[TASK INSTRUCTIONS]: Please report how many lines in the records below contain "segment". Reply with the number alone.

[PROVIDED INFORMATION]:
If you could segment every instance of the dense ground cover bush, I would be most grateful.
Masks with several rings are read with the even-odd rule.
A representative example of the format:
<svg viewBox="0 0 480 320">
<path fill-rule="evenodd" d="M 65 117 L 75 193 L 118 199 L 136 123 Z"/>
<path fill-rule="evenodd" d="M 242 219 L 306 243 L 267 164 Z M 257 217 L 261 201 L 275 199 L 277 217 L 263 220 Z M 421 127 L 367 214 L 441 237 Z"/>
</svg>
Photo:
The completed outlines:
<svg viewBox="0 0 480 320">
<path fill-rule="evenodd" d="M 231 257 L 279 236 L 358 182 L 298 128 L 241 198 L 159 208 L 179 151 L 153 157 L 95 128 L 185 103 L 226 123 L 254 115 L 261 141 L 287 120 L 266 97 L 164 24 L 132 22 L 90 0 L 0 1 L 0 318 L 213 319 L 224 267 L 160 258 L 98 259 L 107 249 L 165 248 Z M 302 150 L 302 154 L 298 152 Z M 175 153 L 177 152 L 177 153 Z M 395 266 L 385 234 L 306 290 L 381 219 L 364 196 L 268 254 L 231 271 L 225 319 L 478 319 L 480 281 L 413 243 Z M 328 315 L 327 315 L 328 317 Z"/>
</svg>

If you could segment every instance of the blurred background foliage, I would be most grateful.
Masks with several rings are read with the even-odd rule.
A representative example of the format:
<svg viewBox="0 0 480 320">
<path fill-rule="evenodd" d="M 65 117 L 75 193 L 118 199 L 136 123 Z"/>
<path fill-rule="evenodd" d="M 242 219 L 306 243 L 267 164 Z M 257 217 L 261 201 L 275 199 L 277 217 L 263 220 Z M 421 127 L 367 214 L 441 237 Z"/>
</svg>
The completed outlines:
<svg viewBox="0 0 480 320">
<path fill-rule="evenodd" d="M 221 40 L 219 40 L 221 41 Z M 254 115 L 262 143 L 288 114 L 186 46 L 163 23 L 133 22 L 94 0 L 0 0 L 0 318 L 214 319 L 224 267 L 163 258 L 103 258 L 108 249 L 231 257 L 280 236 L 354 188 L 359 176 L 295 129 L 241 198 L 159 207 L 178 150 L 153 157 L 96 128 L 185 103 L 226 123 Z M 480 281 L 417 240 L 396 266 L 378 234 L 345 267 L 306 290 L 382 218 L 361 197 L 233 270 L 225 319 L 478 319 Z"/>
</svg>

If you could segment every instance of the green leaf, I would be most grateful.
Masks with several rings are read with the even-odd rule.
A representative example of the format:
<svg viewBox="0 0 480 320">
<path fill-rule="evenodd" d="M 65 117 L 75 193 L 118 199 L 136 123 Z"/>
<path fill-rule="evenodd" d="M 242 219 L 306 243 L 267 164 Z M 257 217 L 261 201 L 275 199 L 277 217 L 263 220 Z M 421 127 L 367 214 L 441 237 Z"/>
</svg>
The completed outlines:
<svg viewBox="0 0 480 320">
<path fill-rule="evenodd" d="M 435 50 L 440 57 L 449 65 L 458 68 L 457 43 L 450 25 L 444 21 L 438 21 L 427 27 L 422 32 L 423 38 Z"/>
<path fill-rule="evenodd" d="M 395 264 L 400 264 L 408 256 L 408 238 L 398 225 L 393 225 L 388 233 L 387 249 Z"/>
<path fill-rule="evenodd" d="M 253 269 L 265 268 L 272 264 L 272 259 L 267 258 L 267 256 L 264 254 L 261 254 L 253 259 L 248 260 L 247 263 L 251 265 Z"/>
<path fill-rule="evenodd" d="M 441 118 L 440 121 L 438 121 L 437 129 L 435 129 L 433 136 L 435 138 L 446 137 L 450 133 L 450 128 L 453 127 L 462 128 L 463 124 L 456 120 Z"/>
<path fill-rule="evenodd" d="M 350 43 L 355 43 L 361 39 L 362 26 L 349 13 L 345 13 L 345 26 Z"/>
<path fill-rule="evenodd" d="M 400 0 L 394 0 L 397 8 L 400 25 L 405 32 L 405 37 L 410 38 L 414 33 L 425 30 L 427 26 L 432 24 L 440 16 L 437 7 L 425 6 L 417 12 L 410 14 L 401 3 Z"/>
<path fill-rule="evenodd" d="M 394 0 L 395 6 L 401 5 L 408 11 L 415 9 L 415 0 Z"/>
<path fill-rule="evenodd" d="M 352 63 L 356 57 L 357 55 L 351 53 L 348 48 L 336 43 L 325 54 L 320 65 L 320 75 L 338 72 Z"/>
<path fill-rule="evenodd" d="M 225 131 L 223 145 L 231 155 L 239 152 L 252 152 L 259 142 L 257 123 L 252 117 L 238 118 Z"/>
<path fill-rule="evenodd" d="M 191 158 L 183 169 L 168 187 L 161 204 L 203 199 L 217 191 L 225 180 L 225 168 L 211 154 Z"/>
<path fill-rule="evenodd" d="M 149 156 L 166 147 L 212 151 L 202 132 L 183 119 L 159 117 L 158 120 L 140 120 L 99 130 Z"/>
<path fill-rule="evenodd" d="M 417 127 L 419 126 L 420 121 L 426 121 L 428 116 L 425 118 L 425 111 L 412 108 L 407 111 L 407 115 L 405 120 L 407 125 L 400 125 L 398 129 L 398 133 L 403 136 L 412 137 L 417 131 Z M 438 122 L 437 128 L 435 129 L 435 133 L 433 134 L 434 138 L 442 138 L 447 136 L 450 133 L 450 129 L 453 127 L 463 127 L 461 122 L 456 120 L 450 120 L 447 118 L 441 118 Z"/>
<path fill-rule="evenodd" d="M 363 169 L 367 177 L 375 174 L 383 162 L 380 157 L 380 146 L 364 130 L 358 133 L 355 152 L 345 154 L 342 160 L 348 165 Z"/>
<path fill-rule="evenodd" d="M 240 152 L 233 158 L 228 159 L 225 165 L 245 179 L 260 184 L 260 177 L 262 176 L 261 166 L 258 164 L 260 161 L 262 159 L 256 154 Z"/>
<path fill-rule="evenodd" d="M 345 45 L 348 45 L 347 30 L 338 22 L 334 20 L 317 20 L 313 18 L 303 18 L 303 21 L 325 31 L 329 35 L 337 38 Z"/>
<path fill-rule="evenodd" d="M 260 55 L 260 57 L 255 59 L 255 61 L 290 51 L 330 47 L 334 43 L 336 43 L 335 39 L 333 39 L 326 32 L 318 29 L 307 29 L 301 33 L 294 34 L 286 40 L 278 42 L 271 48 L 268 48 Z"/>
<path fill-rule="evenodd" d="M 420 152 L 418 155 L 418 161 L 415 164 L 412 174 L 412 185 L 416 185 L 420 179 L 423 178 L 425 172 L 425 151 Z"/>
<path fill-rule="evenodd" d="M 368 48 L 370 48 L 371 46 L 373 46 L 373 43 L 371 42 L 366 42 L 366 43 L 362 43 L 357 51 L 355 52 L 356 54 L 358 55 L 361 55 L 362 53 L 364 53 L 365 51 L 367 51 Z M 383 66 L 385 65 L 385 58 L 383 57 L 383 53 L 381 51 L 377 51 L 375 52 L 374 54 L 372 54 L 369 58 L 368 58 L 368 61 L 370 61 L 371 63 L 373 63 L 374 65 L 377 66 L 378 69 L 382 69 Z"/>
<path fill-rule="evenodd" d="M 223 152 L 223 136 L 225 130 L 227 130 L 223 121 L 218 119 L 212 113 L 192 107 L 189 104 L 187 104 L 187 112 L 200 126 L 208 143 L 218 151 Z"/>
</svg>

[ANSWER SECTION]: 3